● **Problem statement**: Determine how many lines in the data below contain "wall" and write only that number.
____
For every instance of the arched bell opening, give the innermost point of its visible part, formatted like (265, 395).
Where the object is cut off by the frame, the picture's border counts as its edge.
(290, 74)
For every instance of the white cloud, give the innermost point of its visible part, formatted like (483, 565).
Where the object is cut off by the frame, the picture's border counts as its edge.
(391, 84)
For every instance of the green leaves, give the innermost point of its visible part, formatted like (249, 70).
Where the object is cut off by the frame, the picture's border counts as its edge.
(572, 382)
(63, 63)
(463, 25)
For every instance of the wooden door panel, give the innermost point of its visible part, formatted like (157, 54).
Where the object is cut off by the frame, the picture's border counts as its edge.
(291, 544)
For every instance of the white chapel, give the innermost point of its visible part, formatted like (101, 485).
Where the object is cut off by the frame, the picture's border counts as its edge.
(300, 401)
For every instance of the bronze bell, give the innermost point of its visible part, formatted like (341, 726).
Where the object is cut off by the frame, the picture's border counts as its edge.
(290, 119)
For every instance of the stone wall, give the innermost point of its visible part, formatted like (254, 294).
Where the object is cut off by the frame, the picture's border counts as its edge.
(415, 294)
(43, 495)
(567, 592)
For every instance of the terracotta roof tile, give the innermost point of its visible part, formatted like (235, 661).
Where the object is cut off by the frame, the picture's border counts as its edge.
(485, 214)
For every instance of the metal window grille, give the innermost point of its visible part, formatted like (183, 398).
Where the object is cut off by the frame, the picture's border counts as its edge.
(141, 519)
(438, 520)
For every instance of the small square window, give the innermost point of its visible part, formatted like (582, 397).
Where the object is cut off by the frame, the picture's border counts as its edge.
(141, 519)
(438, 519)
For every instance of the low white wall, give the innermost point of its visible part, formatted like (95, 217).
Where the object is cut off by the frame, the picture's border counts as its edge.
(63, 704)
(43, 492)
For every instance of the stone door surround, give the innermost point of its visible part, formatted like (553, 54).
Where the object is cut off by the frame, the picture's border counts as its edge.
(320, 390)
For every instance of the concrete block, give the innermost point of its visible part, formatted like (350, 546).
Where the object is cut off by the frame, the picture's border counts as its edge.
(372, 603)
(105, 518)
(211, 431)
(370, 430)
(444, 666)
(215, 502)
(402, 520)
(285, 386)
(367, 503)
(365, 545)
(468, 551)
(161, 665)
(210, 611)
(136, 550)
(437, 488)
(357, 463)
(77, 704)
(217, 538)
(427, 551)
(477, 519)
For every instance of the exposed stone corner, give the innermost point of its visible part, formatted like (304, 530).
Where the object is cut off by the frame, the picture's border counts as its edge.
____
● **Solved problem**: 2